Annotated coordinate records
┄┄┄┄┄┄┄┄┄┄
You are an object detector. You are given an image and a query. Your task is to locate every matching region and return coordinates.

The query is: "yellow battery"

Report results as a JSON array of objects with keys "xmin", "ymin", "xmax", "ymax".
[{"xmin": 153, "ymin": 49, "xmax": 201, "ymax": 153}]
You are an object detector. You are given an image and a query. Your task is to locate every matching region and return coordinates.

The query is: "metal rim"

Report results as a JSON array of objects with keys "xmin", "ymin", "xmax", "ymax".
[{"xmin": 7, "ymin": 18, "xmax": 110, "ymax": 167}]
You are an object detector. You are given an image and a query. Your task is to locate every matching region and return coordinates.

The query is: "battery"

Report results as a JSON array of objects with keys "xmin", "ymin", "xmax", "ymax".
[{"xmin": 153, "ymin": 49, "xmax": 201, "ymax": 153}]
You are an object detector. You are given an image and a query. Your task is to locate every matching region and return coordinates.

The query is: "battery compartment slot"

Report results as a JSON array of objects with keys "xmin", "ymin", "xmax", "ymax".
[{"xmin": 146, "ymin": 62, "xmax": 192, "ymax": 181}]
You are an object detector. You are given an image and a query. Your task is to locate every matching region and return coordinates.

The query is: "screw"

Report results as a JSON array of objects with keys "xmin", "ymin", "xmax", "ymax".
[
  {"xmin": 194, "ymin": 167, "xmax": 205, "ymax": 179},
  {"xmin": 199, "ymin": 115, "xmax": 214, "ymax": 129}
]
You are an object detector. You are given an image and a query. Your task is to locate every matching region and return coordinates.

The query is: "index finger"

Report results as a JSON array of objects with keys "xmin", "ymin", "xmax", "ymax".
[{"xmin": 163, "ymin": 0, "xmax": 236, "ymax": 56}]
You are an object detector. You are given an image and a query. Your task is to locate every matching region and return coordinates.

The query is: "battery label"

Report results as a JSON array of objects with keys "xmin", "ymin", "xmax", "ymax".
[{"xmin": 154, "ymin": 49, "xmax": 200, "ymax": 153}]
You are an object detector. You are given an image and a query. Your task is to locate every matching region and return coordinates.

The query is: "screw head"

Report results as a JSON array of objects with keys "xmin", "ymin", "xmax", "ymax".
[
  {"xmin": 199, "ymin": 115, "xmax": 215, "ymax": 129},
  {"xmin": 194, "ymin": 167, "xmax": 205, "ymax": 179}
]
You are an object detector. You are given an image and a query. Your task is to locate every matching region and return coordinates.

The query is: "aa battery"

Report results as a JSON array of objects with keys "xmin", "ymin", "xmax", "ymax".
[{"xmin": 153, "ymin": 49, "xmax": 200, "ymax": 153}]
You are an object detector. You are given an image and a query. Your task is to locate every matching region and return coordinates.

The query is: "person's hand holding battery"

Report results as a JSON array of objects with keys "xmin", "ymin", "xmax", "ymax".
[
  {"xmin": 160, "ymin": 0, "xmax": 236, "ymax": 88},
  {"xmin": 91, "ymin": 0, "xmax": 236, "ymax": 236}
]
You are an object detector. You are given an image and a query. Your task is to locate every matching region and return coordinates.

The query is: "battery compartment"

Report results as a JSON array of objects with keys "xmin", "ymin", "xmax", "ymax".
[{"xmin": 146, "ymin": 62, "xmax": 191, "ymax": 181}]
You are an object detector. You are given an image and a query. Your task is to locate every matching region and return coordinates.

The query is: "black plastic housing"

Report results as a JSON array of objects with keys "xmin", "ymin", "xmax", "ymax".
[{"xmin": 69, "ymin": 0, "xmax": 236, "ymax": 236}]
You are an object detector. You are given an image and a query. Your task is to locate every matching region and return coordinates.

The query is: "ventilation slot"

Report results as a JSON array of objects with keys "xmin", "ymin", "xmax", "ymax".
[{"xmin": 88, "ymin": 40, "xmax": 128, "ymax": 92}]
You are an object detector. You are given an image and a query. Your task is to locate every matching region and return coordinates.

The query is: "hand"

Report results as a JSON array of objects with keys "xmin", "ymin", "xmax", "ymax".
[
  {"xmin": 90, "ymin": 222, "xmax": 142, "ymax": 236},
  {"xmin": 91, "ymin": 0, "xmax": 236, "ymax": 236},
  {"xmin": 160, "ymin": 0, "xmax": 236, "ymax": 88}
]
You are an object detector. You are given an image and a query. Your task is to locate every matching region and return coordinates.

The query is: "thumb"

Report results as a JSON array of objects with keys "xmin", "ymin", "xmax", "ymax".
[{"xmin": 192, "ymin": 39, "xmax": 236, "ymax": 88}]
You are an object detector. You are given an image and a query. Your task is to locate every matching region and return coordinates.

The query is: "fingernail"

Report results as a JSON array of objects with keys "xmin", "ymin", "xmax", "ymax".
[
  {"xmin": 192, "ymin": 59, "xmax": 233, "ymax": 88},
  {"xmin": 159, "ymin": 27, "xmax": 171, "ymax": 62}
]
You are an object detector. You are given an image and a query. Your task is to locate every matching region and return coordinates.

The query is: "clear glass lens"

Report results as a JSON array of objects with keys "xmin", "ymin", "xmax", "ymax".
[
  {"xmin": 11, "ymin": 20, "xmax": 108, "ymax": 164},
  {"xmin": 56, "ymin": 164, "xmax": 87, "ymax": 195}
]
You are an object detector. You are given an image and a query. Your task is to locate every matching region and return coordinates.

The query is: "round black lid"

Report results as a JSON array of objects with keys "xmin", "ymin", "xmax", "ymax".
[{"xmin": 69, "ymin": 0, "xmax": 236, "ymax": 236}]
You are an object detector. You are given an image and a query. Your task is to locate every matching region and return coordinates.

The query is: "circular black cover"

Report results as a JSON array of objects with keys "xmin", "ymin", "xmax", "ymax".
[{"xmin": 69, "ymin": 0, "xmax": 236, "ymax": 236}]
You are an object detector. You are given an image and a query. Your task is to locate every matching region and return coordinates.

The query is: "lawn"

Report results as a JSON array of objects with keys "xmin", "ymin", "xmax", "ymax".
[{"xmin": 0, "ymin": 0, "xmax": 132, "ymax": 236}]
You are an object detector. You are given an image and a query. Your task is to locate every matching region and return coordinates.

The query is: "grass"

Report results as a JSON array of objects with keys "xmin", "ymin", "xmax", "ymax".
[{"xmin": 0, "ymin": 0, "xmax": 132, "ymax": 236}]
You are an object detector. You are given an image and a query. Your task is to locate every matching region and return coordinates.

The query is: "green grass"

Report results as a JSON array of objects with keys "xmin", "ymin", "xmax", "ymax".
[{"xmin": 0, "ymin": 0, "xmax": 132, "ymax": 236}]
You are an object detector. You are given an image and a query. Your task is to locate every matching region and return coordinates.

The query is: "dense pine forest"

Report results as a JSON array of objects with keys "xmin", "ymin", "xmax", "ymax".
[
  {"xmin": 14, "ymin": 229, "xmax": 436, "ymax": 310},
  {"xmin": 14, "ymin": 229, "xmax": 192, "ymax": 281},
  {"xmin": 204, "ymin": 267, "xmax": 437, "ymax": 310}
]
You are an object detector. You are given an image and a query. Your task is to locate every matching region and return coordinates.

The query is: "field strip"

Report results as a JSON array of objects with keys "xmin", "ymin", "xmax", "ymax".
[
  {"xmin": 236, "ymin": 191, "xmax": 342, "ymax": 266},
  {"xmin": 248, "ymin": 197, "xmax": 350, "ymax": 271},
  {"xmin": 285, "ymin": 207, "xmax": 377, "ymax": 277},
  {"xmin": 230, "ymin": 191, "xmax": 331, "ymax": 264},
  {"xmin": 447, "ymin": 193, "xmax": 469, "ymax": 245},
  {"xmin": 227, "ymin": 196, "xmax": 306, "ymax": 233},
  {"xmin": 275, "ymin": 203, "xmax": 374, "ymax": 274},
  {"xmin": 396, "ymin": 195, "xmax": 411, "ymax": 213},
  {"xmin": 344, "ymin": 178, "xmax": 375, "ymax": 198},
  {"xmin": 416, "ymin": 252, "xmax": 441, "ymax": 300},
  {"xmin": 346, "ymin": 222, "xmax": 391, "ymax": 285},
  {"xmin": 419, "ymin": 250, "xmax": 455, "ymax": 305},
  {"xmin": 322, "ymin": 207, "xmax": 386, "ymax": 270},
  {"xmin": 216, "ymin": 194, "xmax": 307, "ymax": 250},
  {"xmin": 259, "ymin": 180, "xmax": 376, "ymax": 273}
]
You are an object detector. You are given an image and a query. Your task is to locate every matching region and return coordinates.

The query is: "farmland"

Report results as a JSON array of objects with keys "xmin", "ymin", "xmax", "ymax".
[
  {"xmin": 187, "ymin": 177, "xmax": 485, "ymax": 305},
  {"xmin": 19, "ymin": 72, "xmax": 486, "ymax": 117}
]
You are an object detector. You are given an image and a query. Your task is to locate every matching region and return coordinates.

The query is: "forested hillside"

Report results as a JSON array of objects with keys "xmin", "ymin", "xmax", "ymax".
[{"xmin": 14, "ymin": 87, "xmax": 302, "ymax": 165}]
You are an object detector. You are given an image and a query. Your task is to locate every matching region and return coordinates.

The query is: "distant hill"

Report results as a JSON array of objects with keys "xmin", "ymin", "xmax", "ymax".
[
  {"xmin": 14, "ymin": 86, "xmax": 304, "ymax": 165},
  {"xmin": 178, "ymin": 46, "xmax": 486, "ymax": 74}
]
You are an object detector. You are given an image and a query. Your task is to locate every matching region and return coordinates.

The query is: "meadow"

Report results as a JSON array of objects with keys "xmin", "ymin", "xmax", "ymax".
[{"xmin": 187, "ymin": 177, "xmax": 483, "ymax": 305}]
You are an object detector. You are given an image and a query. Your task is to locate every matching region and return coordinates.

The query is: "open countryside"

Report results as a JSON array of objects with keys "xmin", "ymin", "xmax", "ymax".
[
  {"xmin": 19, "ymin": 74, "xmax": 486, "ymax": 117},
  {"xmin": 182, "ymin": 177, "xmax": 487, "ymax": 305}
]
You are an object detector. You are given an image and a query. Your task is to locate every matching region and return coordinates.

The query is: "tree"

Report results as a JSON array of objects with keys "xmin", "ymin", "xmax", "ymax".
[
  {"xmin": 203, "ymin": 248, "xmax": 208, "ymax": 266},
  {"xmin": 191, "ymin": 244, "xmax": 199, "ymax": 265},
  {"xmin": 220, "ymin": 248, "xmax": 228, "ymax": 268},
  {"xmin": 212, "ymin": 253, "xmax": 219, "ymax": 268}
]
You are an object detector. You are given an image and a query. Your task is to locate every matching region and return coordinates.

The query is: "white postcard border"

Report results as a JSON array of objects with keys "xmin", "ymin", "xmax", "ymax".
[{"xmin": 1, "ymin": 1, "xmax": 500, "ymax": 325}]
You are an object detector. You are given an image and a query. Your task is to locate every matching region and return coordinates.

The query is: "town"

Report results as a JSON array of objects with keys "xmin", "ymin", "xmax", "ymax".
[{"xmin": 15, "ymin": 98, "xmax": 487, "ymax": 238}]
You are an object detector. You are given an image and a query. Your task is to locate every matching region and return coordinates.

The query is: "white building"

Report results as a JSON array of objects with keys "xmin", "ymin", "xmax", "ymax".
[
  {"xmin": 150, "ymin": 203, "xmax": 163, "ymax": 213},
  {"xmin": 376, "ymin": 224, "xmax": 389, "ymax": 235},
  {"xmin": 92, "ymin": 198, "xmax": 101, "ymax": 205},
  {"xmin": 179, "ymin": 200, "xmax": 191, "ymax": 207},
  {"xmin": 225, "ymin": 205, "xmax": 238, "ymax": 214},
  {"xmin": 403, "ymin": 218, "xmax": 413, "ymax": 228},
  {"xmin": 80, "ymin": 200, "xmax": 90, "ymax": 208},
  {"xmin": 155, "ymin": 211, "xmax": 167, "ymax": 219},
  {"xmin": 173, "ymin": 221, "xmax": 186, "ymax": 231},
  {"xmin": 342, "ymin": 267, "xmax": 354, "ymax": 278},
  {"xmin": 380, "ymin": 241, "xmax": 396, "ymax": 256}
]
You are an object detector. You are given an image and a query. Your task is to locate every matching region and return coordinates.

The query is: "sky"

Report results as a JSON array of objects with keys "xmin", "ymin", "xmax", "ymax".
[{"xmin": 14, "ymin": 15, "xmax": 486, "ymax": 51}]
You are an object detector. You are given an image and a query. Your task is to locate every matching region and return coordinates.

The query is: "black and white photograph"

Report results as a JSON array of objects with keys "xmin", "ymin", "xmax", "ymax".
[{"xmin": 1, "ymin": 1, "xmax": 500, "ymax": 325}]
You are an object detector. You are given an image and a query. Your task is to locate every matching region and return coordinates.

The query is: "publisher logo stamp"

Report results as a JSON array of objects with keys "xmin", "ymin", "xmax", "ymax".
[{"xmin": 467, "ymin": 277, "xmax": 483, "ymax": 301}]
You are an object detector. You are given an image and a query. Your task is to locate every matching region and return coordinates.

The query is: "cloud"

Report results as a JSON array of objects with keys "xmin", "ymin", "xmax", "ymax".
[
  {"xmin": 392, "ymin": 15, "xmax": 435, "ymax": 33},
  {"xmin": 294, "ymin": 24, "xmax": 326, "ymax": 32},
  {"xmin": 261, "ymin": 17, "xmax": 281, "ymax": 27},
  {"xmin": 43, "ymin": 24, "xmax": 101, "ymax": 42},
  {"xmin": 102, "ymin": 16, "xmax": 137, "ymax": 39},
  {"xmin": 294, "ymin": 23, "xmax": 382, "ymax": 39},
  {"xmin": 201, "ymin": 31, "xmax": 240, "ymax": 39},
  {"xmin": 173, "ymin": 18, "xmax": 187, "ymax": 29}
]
┄┄┄┄┄┄┄┄┄┄
- _The problem_
Select every line of the material above that contains the word "black", and copy each one in full.

- _Finished exercise_
The query is: "black plastic housing"
The query is: "round black lid"
The query is: "circular black cover"
The query is: "black and white photograph"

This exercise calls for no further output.